──────── INFORMATION

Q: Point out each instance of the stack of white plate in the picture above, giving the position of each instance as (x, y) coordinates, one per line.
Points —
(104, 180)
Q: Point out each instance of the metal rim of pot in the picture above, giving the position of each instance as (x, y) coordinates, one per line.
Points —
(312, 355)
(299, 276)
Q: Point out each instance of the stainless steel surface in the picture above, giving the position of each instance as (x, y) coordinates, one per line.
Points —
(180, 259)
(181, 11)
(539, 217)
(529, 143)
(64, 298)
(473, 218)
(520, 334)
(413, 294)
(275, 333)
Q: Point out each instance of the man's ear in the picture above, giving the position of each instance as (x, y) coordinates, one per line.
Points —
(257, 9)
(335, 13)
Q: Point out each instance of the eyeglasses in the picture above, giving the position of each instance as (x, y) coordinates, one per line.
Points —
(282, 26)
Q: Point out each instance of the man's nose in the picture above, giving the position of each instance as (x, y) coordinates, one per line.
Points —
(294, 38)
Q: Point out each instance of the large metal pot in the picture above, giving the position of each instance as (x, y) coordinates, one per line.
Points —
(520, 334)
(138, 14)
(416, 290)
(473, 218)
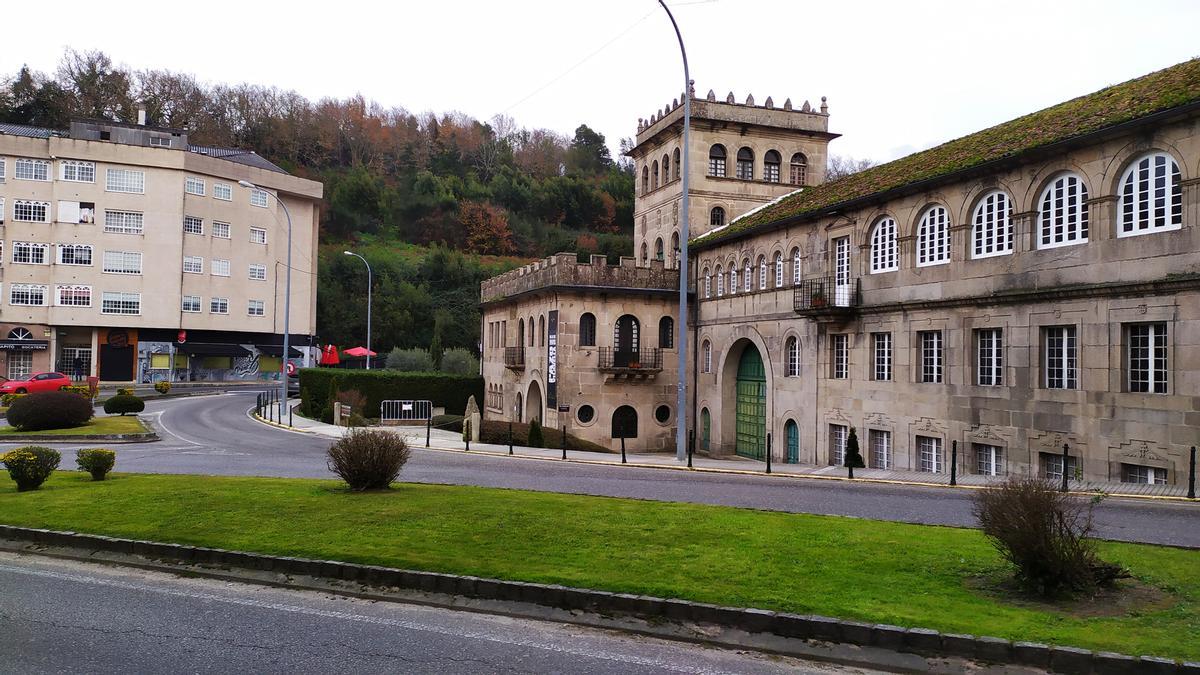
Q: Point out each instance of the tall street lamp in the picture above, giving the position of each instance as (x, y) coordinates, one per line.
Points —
(369, 302)
(287, 302)
(682, 400)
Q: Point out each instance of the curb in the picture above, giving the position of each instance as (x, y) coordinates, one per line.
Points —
(805, 627)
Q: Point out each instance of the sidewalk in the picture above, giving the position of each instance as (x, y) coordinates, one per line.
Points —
(444, 440)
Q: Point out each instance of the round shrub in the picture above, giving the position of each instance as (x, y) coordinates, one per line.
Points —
(49, 410)
(369, 460)
(30, 466)
(97, 461)
(124, 404)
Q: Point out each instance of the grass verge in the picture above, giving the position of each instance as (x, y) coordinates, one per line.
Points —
(862, 569)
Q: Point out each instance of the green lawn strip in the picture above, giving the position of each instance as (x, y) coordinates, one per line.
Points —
(114, 424)
(850, 568)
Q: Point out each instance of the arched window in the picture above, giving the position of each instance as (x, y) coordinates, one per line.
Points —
(1151, 196)
(792, 356)
(934, 237)
(717, 161)
(799, 173)
(1062, 217)
(666, 333)
(745, 163)
(883, 246)
(991, 231)
(588, 330)
(771, 162)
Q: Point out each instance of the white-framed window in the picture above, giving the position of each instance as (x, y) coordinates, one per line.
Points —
(934, 237)
(990, 357)
(930, 356)
(1062, 217)
(1151, 196)
(792, 350)
(885, 256)
(31, 169)
(1147, 357)
(124, 222)
(27, 294)
(840, 356)
(29, 252)
(125, 180)
(77, 171)
(118, 302)
(123, 262)
(72, 296)
(991, 231)
(989, 459)
(193, 185)
(1061, 357)
(75, 254)
(929, 454)
(882, 344)
(27, 210)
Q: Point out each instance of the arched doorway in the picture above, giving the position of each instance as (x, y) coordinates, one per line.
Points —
(750, 422)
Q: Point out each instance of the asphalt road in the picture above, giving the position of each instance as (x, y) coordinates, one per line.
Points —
(59, 616)
(215, 435)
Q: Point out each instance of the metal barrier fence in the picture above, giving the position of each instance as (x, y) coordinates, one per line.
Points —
(405, 412)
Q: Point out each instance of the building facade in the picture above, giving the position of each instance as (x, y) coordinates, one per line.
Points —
(130, 255)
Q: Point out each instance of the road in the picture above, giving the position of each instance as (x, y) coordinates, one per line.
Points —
(214, 435)
(59, 616)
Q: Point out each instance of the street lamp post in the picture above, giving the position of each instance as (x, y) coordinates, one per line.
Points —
(369, 302)
(287, 302)
(682, 400)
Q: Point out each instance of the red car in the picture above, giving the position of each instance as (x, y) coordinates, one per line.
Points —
(36, 382)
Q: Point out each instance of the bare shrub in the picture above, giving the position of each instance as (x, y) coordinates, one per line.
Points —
(369, 460)
(1045, 535)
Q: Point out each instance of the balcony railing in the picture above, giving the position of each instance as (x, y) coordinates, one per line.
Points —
(514, 358)
(825, 296)
(630, 360)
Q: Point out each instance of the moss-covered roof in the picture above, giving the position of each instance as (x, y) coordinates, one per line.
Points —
(1155, 93)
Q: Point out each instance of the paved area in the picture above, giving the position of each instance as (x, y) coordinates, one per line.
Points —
(60, 616)
(215, 435)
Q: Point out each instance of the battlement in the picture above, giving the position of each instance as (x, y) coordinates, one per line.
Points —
(564, 269)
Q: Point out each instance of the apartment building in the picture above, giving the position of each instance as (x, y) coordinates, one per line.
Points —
(130, 255)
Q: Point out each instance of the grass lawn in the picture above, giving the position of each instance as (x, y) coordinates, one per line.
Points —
(114, 424)
(862, 569)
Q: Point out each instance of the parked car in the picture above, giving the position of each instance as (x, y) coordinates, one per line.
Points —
(36, 382)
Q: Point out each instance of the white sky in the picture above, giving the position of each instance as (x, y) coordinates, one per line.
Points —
(899, 76)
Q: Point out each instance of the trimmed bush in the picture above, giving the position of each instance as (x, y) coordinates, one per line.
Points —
(97, 461)
(124, 404)
(49, 410)
(369, 460)
(30, 466)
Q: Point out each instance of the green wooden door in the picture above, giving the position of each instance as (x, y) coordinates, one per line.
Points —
(751, 405)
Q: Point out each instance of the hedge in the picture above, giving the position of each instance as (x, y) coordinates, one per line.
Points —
(318, 386)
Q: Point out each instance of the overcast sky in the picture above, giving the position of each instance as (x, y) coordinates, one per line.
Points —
(899, 76)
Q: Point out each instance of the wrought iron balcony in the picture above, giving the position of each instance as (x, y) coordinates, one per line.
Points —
(514, 358)
(823, 297)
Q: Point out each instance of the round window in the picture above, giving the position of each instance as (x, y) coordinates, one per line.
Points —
(585, 414)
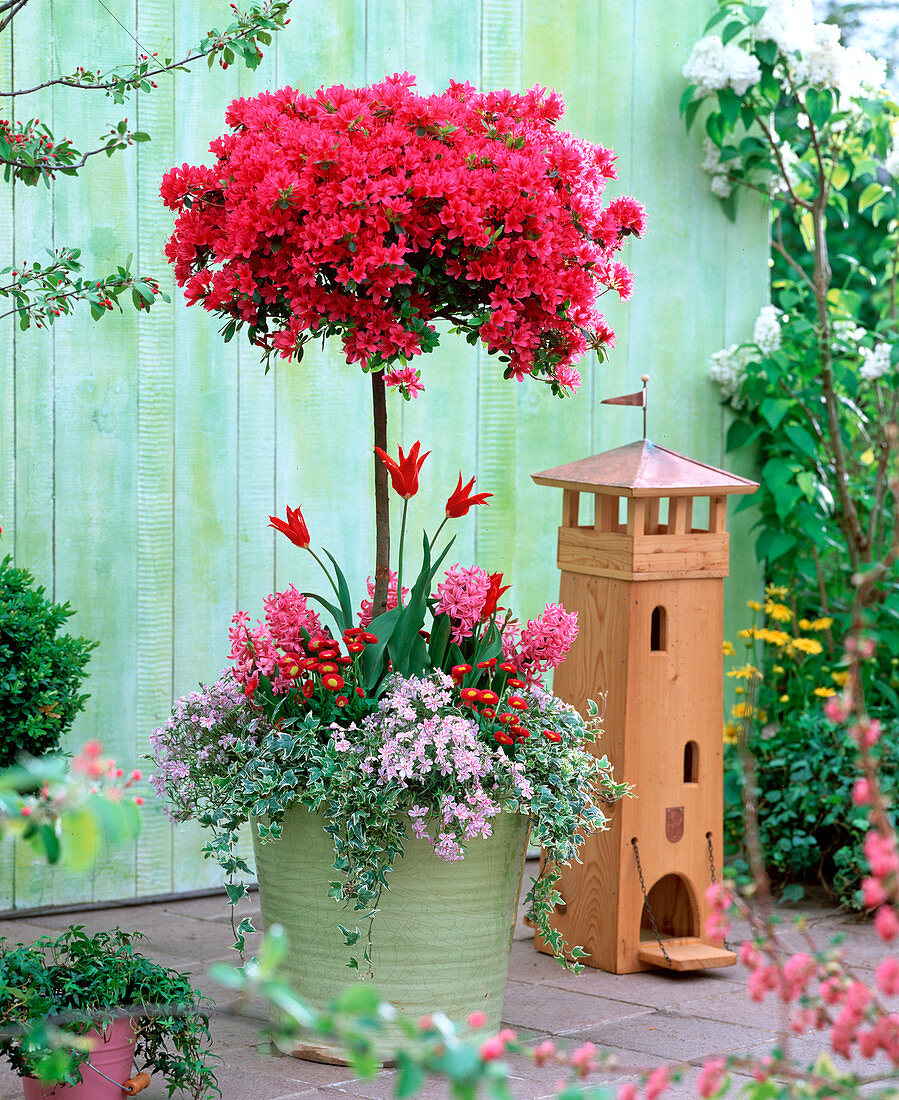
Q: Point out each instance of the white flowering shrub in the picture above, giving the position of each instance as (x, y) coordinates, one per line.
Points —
(792, 113)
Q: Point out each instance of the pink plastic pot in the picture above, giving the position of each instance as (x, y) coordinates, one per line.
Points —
(112, 1055)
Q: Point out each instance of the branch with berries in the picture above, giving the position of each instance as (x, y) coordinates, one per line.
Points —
(241, 39)
(41, 293)
(30, 153)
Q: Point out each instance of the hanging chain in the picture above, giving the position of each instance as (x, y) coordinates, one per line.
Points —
(712, 873)
(646, 900)
(711, 859)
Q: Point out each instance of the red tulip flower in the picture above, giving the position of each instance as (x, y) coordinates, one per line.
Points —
(404, 474)
(294, 527)
(461, 502)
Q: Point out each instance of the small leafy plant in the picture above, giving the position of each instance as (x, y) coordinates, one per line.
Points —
(41, 670)
(53, 991)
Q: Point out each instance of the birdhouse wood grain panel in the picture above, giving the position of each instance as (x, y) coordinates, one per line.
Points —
(646, 579)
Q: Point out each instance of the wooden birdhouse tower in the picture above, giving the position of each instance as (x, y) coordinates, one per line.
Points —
(645, 572)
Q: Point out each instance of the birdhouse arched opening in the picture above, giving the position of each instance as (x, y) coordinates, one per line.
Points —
(658, 630)
(691, 762)
(673, 908)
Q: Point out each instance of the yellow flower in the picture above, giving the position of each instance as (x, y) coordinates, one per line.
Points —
(780, 613)
(747, 672)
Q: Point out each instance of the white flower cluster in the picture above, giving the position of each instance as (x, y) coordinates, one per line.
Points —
(875, 361)
(826, 62)
(713, 66)
(766, 331)
(727, 366)
(721, 185)
(789, 24)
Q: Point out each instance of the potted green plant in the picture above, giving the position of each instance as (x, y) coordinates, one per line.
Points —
(393, 771)
(80, 1010)
(41, 670)
(376, 215)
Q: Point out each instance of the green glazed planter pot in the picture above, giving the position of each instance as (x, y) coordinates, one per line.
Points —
(441, 936)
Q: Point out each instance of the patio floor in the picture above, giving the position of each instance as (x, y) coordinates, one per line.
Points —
(646, 1019)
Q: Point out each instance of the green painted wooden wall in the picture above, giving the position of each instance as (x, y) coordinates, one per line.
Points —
(140, 458)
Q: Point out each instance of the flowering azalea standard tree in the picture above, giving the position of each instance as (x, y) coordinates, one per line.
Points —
(372, 213)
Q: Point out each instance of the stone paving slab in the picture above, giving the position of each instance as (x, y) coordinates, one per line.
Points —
(645, 1019)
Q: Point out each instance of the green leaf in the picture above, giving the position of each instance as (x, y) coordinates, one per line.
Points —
(688, 95)
(801, 440)
(819, 106)
(840, 176)
(870, 195)
(714, 127)
(774, 409)
(728, 101)
(808, 483)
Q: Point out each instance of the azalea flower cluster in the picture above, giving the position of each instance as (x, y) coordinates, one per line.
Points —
(371, 212)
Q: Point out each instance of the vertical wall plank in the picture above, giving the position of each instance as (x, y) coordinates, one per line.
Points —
(205, 441)
(7, 419)
(32, 539)
(96, 395)
(156, 362)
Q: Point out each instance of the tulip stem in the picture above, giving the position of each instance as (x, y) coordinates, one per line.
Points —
(399, 562)
(325, 571)
(432, 542)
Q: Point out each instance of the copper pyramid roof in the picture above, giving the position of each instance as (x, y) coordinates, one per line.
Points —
(644, 469)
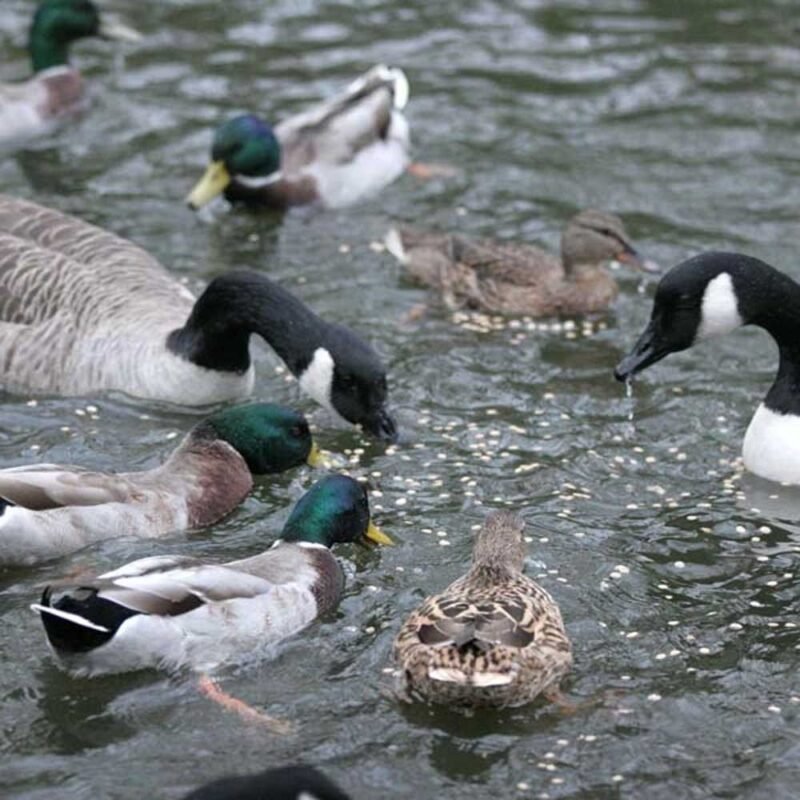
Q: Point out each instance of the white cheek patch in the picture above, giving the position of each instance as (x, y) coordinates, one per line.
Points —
(317, 379)
(720, 309)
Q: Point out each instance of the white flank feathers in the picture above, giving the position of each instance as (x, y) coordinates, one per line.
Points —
(477, 679)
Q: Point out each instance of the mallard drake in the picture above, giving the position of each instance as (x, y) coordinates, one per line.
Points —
(49, 510)
(349, 147)
(83, 311)
(509, 278)
(299, 782)
(55, 92)
(174, 611)
(494, 637)
(713, 294)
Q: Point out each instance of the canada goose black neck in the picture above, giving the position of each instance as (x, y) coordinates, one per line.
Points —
(237, 304)
(713, 293)
(332, 364)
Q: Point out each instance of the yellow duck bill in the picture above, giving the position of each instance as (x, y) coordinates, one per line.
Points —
(214, 182)
(375, 534)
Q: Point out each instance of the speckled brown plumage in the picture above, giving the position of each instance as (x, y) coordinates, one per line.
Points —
(493, 637)
(515, 278)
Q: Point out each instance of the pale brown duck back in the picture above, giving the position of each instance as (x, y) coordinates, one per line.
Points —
(516, 278)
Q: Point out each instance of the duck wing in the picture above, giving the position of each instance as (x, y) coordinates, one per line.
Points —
(46, 486)
(333, 132)
(482, 625)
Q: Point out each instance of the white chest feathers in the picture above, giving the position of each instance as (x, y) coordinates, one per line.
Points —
(771, 447)
(720, 308)
(317, 378)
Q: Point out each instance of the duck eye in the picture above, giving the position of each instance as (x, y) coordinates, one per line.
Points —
(299, 430)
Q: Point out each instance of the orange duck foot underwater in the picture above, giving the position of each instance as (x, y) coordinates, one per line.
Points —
(512, 278)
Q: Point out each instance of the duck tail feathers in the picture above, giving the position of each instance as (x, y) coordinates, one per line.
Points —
(381, 75)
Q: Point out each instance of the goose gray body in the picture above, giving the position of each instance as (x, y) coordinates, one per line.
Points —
(82, 310)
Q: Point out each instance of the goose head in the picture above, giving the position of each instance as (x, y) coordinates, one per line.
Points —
(244, 148)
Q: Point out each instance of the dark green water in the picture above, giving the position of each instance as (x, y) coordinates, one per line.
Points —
(681, 600)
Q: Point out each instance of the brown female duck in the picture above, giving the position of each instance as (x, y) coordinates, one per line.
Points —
(494, 637)
(512, 278)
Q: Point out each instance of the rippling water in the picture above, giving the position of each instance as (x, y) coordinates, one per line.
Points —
(679, 590)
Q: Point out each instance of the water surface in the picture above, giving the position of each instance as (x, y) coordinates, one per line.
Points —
(680, 594)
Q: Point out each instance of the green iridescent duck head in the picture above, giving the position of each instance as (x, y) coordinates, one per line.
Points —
(59, 23)
(245, 148)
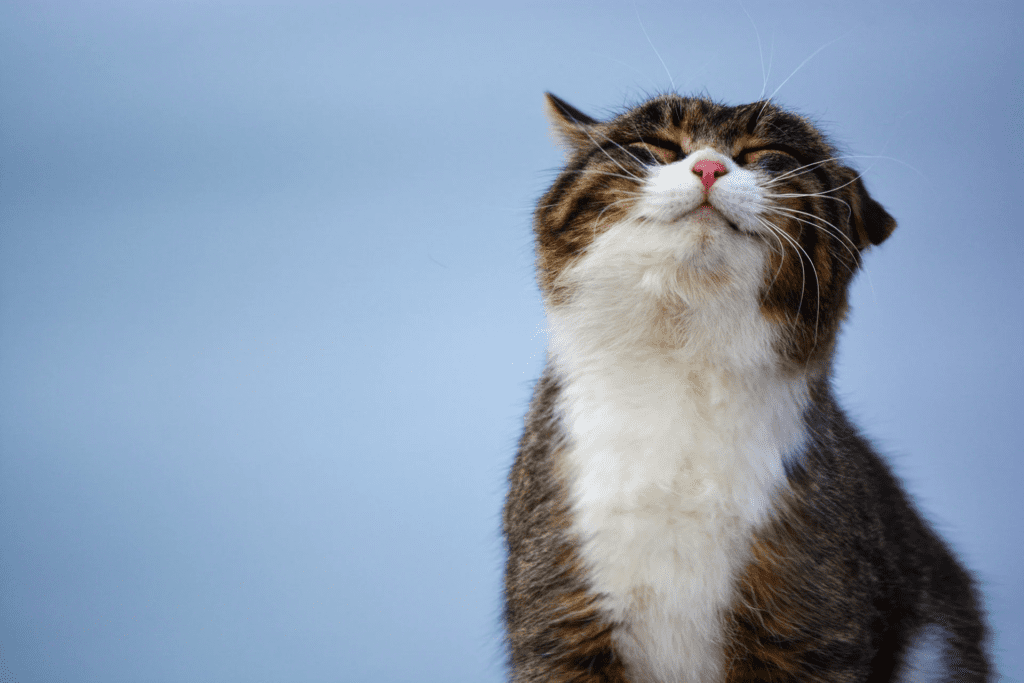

────────────────

#### WHAT IS REQUIRED:
For every line of the records with the string "grass", add one to a tally; give the final tally alone.

#### THE ANSWER:
2